(Dataset items)
----------------

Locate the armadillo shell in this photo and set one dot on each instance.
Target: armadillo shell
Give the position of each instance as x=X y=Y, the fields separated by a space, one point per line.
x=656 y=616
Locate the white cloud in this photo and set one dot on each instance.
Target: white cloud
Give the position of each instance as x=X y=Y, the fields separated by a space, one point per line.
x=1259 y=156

----------------

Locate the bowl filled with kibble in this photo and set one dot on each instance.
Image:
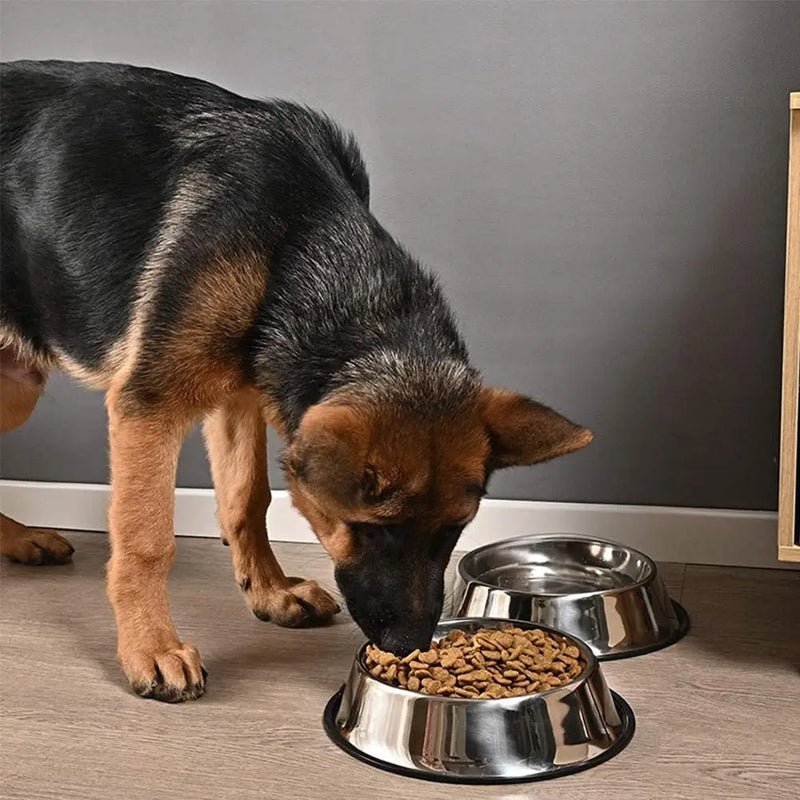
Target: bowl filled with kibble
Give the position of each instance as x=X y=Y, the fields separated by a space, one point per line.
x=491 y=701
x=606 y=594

----------------

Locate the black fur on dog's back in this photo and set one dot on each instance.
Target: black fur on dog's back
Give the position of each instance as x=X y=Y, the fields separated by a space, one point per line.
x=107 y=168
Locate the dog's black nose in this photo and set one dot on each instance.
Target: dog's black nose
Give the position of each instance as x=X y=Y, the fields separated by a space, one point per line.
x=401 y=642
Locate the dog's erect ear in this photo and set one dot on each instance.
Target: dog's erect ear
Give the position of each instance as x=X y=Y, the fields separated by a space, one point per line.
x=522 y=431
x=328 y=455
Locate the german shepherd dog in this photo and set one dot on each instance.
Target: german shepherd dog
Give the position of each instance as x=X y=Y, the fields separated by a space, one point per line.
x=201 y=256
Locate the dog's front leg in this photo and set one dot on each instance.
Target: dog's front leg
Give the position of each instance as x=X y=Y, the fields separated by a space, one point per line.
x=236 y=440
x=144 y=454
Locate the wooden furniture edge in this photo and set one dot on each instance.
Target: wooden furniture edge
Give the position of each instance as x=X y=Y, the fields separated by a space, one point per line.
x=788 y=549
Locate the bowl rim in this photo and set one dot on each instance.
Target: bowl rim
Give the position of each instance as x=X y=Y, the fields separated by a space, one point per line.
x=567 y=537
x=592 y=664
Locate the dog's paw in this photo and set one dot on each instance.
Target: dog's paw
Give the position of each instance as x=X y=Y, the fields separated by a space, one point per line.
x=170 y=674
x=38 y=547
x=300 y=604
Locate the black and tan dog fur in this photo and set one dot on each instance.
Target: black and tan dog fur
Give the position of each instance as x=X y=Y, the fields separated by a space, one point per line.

----------------

* **WHAT IS REQUIRED**
Swap "wooden furniture edge" for "wooden table edge" in the rows from the line with "Locate the german" to the line with "x=788 y=549". Return only those lines, leaving everything else in them unchanged.

* **SOLVED PROBLEM**
Locate the german shepherd dog in this photo and set one dot on each instance.
Target: german shepherd dog
Give the position of each instance as x=X y=Y, the fields separated by a space, one point per line.
x=201 y=256
Locate the dog's front leg in this photo and set one dot on each instance.
Target: dog's front leg
Give the position of each instance as x=X y=Y, the fields separated by a space, one point per line.
x=236 y=440
x=144 y=454
Locate the wooden table edge in this photo and set one dot on each instance.
Target: wooden table edge
Give the position of each instance as x=X y=Y, the fields separated by a space, one point per line.
x=788 y=549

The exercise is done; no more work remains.